Rewrite the entries starting at the line that contains "Mark every instance of the chair" and ending at the last line of the entries, with "single point" replaced by "single dot" and nothing else changed.

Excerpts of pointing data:
□ □ □ □ □ □ □

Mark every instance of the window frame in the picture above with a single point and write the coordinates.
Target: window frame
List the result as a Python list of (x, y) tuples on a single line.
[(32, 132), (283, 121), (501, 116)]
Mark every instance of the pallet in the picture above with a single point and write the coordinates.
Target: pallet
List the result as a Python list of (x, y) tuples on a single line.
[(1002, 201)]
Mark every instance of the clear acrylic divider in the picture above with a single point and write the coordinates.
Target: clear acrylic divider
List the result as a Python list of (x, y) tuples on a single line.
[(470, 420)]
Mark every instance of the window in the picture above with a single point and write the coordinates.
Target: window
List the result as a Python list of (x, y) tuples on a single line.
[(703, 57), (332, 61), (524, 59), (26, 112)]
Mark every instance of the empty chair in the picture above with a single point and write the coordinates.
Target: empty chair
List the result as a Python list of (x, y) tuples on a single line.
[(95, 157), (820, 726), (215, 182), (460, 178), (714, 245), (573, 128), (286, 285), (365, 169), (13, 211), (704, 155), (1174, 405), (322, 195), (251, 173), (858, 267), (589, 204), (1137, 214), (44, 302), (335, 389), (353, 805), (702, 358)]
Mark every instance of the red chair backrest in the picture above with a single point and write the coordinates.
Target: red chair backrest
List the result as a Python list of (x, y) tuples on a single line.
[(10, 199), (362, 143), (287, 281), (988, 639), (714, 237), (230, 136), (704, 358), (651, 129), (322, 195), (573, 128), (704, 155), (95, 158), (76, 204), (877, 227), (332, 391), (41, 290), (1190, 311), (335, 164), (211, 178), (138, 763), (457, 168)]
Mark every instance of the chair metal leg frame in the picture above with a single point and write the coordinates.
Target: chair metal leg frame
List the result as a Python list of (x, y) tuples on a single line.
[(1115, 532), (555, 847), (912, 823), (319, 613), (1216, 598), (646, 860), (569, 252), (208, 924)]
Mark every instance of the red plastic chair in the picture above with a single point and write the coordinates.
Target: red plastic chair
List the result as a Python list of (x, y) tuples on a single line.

□ □ □ □ □ □ □

:: Solution to the problem ::
Mark every instance of the chair metal leg frame in the picture above with a single dot and write the coordinates.
Target: chair metal leg frame
List the result as a Python list of (x, y) tuples on a single line.
[(1115, 532), (555, 847), (912, 823), (319, 613), (1216, 598), (646, 860), (569, 252), (208, 924)]
Mark every instance of the red plastic chair in the picture above with a single dot and write the coordinates.
Target: red plastic chair
List the result as a Python list of (x, y) tuples on a single line.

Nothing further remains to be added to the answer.